» Task brief:
Write the lines below as a JSON list of strings, one string per line, leaving out the blank lines.

» Records for processing:
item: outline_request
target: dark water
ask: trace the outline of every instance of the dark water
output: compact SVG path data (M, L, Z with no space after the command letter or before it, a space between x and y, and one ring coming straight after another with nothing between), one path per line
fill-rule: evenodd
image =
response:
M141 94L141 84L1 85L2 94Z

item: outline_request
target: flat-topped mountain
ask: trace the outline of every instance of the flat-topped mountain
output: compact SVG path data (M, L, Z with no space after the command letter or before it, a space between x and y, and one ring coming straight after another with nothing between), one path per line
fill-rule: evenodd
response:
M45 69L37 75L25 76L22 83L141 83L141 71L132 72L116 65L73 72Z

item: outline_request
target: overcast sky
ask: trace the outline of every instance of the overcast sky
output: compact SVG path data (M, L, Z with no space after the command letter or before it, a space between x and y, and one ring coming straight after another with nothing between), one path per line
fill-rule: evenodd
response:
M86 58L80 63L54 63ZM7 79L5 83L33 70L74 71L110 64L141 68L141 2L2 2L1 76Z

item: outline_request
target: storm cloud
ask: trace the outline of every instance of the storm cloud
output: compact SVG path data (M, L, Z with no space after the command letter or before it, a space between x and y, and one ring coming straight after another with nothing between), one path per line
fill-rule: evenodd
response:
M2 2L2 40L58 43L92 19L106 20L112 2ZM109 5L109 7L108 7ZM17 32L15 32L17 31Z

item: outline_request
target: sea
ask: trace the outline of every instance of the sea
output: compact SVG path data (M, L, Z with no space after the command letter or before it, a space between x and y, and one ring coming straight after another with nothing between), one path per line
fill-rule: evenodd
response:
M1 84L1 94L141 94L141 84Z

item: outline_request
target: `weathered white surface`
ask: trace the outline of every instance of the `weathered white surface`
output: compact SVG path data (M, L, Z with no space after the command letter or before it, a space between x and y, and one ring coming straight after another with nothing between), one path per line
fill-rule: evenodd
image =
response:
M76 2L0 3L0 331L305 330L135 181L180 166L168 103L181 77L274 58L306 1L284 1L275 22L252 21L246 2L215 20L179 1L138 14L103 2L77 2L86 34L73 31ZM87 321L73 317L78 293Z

» Result:
[
  "item: outline_request",
  "target: dark water",
  "ask: trace the outline of every instance of the dark water",
  "output: compact SVG path data (M, L, Z with no space after the command letter or before it, a space between x and y, and one ring coming straight after another with nothing between), one path per line",
  "fill-rule: evenodd",
  "image =",
  "response:",
  "M141 94L141 84L1 85L2 94Z",
  "item: outline_request",
  "target: flat-topped mountain",
  "ask: trace the outline of every instance of the flat-topped mountain",
  "output: compact SVG path data (M, L, Z with no space after the command letter or before it, a space between x and y, and one ring coming straight after another with nothing between), one path per line",
  "fill-rule: evenodd",
  "response:",
  "M45 69L37 75L25 76L22 83L141 83L141 71L132 72L116 65L73 72Z",
  "item: outline_request",
  "target: overcast sky",
  "ask: trace the outline of every instance of the overcast sky",
  "output: compact SVG path data (M, L, Z with no space after the command letter or before it, a space between x and y, and one ring coming straight after another with nothing between), one path per line",
  "fill-rule: evenodd",
  "response:",
  "M86 58L80 63L54 63ZM7 79L5 83L33 70L74 71L110 64L141 68L141 2L2 2L1 76Z",
  "item: outline_request",
  "target: storm cloud",
  "ask: trace the outline of every instance of the storm cloud",
  "output: compact SVG path data (M, L, Z with no space after the command letter or before it, a space between x and y, and one ring coming straight after another with nothing between), one path per line",
  "fill-rule: evenodd",
  "response:",
  "M2 2L2 40L58 43L92 19L106 20L112 2ZM109 5L109 7L108 7ZM17 32L15 32L17 31Z",
  "item: outline_request",
  "target: sea",
  "ask: trace the outline of every instance of the sea",
  "output: compact SVG path data (M, L, Z with no space after the command letter or before it, a space between x and y, and one ring coming straight after another with nothing between), one path per line",
  "fill-rule: evenodd",
  "response:",
  "M1 84L1 94L141 94L141 84Z",
  "item: outline_request",
  "target: `weathered white surface`",
  "ask: trace the outline of every instance of the `weathered white surface`",
  "output: compact SVG path data (M, L, Z with no space after the command letter or before it, a space between x and y, and one ring coming straight after another with nothing between), one path per line",
  "fill-rule: evenodd",
  "image =",
  "response:",
  "M76 2L0 3L0 331L305 330L135 181L180 166L168 103L181 77L274 58L306 1L284 1L275 22L252 21L246 2L215 20L179 1L138 14L103 2L77 2L86 34L73 31ZM87 321L73 317L78 293Z"
]